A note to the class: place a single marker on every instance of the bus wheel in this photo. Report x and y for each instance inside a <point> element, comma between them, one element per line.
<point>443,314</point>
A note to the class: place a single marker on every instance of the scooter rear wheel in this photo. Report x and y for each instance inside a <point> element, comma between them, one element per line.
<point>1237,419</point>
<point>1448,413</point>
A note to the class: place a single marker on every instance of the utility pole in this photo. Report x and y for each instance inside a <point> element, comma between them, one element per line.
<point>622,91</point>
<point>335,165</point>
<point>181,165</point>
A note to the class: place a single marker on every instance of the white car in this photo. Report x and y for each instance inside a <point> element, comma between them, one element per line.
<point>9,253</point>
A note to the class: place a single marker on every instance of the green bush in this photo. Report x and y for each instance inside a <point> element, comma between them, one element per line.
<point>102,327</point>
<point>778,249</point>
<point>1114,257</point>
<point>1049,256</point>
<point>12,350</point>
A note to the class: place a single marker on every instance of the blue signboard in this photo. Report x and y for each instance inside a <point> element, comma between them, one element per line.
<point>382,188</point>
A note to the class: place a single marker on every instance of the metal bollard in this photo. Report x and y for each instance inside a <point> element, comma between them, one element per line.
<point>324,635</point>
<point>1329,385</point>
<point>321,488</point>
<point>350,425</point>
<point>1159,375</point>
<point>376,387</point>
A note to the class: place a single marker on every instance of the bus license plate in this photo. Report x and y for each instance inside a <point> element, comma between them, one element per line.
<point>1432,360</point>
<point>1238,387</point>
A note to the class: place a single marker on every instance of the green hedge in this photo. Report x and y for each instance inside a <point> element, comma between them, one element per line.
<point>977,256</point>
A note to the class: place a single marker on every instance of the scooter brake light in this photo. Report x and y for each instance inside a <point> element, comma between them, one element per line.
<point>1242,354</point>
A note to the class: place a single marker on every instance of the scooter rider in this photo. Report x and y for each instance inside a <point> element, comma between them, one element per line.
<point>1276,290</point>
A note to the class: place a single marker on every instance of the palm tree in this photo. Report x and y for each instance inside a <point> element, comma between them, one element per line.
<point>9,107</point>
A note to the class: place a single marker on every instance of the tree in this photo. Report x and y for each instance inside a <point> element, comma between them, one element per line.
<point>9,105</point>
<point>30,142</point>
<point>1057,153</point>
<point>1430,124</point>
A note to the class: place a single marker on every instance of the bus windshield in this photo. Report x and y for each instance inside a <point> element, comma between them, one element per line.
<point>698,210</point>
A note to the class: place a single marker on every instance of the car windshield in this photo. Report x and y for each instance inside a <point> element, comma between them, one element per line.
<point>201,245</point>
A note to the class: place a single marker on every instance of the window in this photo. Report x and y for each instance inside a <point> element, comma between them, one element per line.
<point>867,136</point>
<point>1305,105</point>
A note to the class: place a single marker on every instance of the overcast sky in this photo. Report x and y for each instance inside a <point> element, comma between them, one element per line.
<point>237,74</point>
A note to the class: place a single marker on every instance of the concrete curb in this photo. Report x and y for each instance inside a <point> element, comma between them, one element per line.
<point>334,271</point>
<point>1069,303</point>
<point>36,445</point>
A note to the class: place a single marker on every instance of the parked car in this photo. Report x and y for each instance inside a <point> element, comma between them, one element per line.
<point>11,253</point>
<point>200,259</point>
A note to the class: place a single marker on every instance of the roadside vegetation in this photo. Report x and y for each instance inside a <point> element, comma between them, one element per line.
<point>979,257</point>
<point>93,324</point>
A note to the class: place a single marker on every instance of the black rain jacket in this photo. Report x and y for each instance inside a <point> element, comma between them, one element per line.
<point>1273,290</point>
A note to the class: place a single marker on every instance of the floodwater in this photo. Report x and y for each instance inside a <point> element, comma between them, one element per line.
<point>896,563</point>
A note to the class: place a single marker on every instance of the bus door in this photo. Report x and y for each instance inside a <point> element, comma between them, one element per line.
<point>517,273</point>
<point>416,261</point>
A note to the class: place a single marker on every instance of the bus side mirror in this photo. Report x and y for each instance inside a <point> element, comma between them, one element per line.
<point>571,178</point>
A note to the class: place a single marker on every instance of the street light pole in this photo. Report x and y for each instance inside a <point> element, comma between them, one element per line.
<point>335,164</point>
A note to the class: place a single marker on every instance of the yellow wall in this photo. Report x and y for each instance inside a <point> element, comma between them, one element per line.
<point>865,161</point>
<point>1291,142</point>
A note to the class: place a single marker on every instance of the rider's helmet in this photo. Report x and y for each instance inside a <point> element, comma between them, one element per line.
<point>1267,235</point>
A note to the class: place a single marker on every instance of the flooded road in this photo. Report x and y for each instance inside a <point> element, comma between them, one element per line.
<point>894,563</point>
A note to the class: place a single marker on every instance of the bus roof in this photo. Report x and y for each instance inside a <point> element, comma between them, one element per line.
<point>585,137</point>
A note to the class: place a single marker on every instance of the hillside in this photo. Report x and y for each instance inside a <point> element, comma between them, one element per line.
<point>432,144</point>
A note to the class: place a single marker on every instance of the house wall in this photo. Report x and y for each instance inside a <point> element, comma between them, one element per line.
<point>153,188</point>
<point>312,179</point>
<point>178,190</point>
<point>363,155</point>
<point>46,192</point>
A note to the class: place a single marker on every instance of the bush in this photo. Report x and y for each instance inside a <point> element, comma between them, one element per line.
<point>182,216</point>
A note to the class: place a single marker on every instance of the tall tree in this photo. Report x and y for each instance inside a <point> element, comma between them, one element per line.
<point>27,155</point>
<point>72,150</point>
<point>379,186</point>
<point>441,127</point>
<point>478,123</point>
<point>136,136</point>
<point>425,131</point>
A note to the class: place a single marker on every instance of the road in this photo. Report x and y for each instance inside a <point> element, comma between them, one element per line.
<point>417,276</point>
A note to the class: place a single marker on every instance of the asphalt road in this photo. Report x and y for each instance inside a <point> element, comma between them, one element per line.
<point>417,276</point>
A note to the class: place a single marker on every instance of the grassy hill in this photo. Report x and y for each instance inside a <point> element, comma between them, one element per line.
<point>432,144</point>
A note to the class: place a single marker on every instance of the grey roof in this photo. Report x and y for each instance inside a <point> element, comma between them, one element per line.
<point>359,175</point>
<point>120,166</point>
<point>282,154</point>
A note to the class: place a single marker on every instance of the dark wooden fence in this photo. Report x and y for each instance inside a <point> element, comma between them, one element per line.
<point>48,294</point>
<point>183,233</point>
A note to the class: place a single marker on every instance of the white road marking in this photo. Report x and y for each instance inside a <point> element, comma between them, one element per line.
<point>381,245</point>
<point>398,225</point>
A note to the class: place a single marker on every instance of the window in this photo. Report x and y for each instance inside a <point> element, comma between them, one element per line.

....

● **Aim**:
Turn the entries above into a numbered list, one entry per item, leaving out any blank lines.

● **Result**:
1. A note to the class: place a single marker on every instance of the bus wheel in this photo. Report x and y for each instance inside a <point> element, comma between them, one element per line.
2. <point>443,314</point>
3. A note to the class: place a single marker on every instance of the scooter rear wheel in this photo. Report x and y for each instance inside a <point> element, comma between them, one element per line.
4. <point>1237,419</point>
5. <point>1448,413</point>
6. A note to the class: place a single marker on every instance of the utility pole in this photo. Report x and y for each instance inside a <point> element, comma between them, one element per line.
7. <point>622,91</point>
8. <point>335,165</point>
9. <point>181,165</point>
10. A note to the class: place a single marker on every instance of the white car in this photo. Report x and y for each instance inside a <point> element, comma between them, one element per line.
11. <point>9,253</point>
12. A note to the class: place a single marker on every instance of the green bush in this photo. Report x and y for each instance inside a <point> element, comma between them, one element per line.
13. <point>102,327</point>
14. <point>778,249</point>
15. <point>1114,257</point>
16. <point>1049,256</point>
17. <point>12,350</point>
18. A note to the class: place a single marker on every instance of the blue signboard in this photo. Report x and y for each instance inside a <point> element, comma between them, one element per line.
19. <point>382,188</point>
20. A note to the class: place a single marker on every instance of the metal bollard in this photo. Report x and y for each instance inside a <point> element, comma between them, one element per line.
21. <point>324,635</point>
22. <point>1329,385</point>
23. <point>321,488</point>
24. <point>350,425</point>
25. <point>1159,375</point>
26. <point>376,387</point>
27. A note to the class: place a single marker on every instance of the bus license plate in this photo. Report x and y for each instance inside a <point> element, comma between them, one element per line.
28. <point>1432,360</point>
29. <point>1238,387</point>
30. A note to the class: place a single marker on every instance of the green hedge in this photo. Report x and y for each instance inside a <point> element, comma between them, one element per line.
31. <point>977,256</point>
32. A note to the class: place a single marker on every instance of the scooter brake light in this photo. Report x and y for each instance inside a <point> element, comma between them, one element per line.
33. <point>1242,354</point>
34. A note to the class: place a single marker on every instance of the scooter rider in this photo. Report x and y for each instance inside a <point> element, comma between them, one element per line.
35. <point>1276,290</point>
36. A note to the class: place a single marker on every instance of the palm tree in this photo. Report x and y for each instance inside a <point> element, comma between them, one element per line.
37. <point>9,107</point>
38. A note to the class: place a single marker on every instance of the tree in this photo. Report x and y for each instance inside a <point> element, comma between them, one element per line.
39. <point>9,105</point>
40. <point>30,142</point>
41. <point>1057,153</point>
42. <point>1430,124</point>
43. A note to the class: place a single marker on every instance of the bus windshield in this photo. Report x and y for each instance inside a <point> element, comma between them, one element per line.
44. <point>698,210</point>
45. A note to the class: place a single marker on every instance of the car windshield in this photo. Report x and y for each instance inside a <point> element, comma between them, one element per line.
46. <point>201,245</point>
47. A note to the class: place a single marker on every instance of the window in this photo. Report x and y for each instance inside a <point> element, comma between them, one element per line.
48. <point>867,136</point>
49. <point>1305,105</point>
50. A note to the class: place a single marker on every instance of the overcast sky in this photo. Report x and y for each instance inside a <point> element, comma between them, one element per line.
51. <point>237,74</point>
52. A note to the class: place a single marker on every instance of the concrete curb in this photo. Report x and y for each instance inside a <point> element, comma between them, one element per line.
53. <point>334,271</point>
54. <point>1069,303</point>
55. <point>36,445</point>
56. A note to the class: place a single marker on every instance of the parked car in this photo. Report x and y for each instance inside a <point> element, comma between them, one element per line.
57. <point>11,253</point>
58. <point>200,259</point>
59. A note to the class: place a single marker on every instance of the roadside vegetation in this photo. Report x and y for each instance inside a <point> element, comma between them, one element per line.
60. <point>979,257</point>
61. <point>93,324</point>
62. A note to the class: place a single marker on every instance of the black rain jacket in this photo. Report x and y for each instance inside a <point> element, comma between them, one element per line.
63. <point>1273,290</point>
64. A note to the class: place a single marker on every instance of the floodwater in this photo. Report x and y for each instance inside a <point> element, comma between them, one element per line.
65. <point>896,563</point>
66. A note to the class: place a single marker on every instance of the bus door in this photo. Report x and y for each instance inside a <point> element, comma between them, one element per line.
67. <point>517,273</point>
68. <point>416,261</point>
69. A note to the class: place a single marker on every instance of the bus side mirror in this photo. Report x and y for each instance inside a <point> element, comma between them, one element per line.
70. <point>571,178</point>
71. A note to the class: place a single marker on every instance of the street light pole in this photo. Report x and y for each instance inside a <point> element, comma between them, one element per line.
72. <point>335,164</point>
73. A note to the class: place a single marker on every instance of the yellow wall in this photo. Report x and y for each instance inside a <point> element, comma between them, one element per line.
74. <point>865,161</point>
75. <point>1291,142</point>
76. A note to the class: place a single marker on every instance of the rider's helmet in this photo. Report x and y for each instance inside a <point> element, comma between them, one element per line.
77. <point>1267,235</point>
78. A note to the class: place a single marker on every instance of the flooded road in this photo. Report x and y for each instance inside a <point> element, comma between them, one element per line.
79. <point>894,563</point>
80. A note to the class: place a single marker on every instance of the bus roof in this photo. Report x and y for each instance inside a <point> element, comma between them, one element per line.
81. <point>585,137</point>
82. A note to the class: place a single marker on every instance of the hillside in this photo. Report x and y for each instance inside a <point> element, comma between them, one element per line.
83. <point>432,144</point>
84. A note to the class: place a single marker on every instance of the house wall in this photo. Report x and y for each instance inside a <point> element, comma between them, one element per line.
85. <point>153,188</point>
86. <point>312,179</point>
87. <point>178,190</point>
88. <point>363,155</point>
89. <point>46,192</point>
90. A note to the class: place a single marker on every instance of the bush in this photo. Report x and y for each instance inside a <point> element, comma between them, one element per line.
91. <point>182,216</point>
92. A note to the class: place a single marker on every instance of the tall tree in this photo. Report x and y for each instance inside a <point> element, comma between them, one element per line.
93. <point>27,155</point>
94. <point>72,150</point>
95. <point>379,186</point>
96. <point>441,127</point>
97. <point>478,123</point>
98. <point>136,136</point>
99. <point>425,131</point>
100. A note to the class: place a single marker on every instance of the road in this photo. Report x and y for each instance inside a <point> element, comma between them, one element per line.
101. <point>417,276</point>
102. A note to the class: place a single marker on every instance of the asphalt road in this photo. Report x and y for each instance inside a <point> element, comma between them, one element per line.
103. <point>417,276</point>
104. A note to the class: place a single marker on every instance of the grassy hill in this photo. Report x and y for each instance inside a <point> element, comma between them, one element per line.
105. <point>432,144</point>
106. A note to the class: place a single marker on every instance of the grey roof in this photo. Report x and y for each instance inside a <point> element, comma between them, one element per line.
107. <point>359,175</point>
108. <point>120,166</point>
109. <point>282,154</point>
110. A note to the class: place a single marker on every instance of the dark wooden fence in this photo. Report x and y for each instance inside a <point> element, comma between them, one element per line.
111. <point>48,294</point>
112. <point>183,233</point>
113. A note to the class: place a single marker on every instance of the white road marking in this photo. Report x and y for each instance inside a <point> element, comma between them, one element per line.
114. <point>381,245</point>
115. <point>398,225</point>
116. A note to the class: place a single marker on every instance of the window in this photo. Report x and y for each instance inside a <point> element, comma between them, one element per line.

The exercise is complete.